[Problem requirements] Lines before the one containing "Where can you spot the bare" are excluded; retype that line and all remaining lines of the material exactly.

[Dataset entries]

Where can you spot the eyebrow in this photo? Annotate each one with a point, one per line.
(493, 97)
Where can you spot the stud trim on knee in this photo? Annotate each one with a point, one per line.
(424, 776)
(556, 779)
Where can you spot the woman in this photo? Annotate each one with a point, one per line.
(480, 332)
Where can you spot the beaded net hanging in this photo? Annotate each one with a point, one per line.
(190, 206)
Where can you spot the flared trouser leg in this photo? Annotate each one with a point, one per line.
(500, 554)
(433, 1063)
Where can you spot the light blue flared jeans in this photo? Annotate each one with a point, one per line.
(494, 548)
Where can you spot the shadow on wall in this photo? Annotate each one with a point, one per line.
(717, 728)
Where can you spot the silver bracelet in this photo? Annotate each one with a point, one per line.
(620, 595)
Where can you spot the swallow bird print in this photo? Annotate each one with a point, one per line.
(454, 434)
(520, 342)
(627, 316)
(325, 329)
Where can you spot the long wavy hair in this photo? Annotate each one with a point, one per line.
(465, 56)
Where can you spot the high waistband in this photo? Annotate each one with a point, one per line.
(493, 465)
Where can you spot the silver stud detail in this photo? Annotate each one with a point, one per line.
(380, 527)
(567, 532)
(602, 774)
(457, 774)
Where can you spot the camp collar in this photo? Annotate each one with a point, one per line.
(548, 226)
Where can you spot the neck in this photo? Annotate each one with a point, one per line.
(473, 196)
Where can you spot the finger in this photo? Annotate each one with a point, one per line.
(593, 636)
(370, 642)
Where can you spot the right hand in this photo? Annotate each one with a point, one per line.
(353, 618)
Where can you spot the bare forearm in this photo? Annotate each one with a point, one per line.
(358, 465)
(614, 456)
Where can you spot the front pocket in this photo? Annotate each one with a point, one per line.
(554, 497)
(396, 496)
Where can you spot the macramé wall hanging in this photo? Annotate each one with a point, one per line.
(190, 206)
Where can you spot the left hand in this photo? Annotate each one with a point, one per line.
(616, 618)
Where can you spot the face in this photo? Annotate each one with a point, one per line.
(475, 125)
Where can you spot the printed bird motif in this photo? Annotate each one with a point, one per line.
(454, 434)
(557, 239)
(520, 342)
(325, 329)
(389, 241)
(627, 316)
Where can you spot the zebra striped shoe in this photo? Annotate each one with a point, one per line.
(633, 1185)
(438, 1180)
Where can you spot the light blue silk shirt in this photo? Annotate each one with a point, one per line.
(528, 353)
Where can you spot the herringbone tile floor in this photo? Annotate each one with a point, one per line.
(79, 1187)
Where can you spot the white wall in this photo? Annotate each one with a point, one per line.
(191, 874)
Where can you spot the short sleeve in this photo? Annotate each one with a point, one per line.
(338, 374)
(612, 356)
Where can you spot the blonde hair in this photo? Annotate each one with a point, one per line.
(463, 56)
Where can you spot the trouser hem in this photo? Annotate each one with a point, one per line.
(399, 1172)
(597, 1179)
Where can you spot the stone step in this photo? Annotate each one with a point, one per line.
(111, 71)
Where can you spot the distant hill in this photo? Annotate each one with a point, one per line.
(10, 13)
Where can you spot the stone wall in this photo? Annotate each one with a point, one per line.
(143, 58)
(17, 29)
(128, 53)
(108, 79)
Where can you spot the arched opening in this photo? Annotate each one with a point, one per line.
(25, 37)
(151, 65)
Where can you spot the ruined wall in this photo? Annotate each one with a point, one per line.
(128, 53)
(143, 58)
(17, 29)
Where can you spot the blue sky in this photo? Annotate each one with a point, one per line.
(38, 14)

[Response]
Where can you spot the bare forearm in this photo? Annotate each one with a point, one per line.
(358, 465)
(614, 456)
Where can you spot the front pocket in this photo? Annotate each one with a point, one per line.
(554, 497)
(396, 496)
Where can you spot the macramé wall hanging in this photo? Annotate each one with a point, one per line.
(190, 206)
Where can you spot the left hand in this photo? Annotate each one with a point, one per line.
(616, 618)
Where can you spot the face in this photo? Annotate each one with a point, one per line.
(475, 125)
Where can you spot the printed bird motif in this photo? Annotate each one with a point, one per line.
(454, 434)
(557, 239)
(520, 342)
(325, 329)
(389, 241)
(627, 316)
Where can you spot the zebra striped shoe in this photo? Annotate each one with a point, one per line.
(633, 1185)
(438, 1180)
Where can you spot the light blue silk shirt in this photo? Annotate each one with a point, one per line.
(528, 353)
Where can you spot the herringbone tile floor in this photo? Annotate each one with a point, one per line.
(79, 1187)
Where can you spot the white wall in this photo? Annotate each one with a point, one per line.
(191, 874)
Where can you spot the short sleeve in this photo? Annotate each one with a point, one per line.
(338, 374)
(612, 356)
Where can you spot the blonde hair in this photo? Annotate each one with a point, one per line.
(463, 56)
Where can you spot the trouser hem in this photo? Annotate each one with a point, one per line.
(399, 1172)
(597, 1179)
Where can you spot the stone step in this photo? Annotate each one with a point, one per line.
(111, 71)
Where can you spot the distant hill in this photo? Annotate each one with a point, one per line.
(10, 13)
Where can you spot the stone wall in this photo? Annotate each one with a point, one per line.
(143, 58)
(17, 29)
(128, 53)
(108, 79)
Where can you spot the arched opening in this photo? Annotate each one with a point, one per line.
(25, 37)
(151, 65)
Where can you spot the ruined wall in this photo? Annotate each one with a point, one per line.
(128, 53)
(143, 58)
(17, 29)
Where can you spot the blue sky in this photo? Annotate each one with a point, one per line.
(38, 14)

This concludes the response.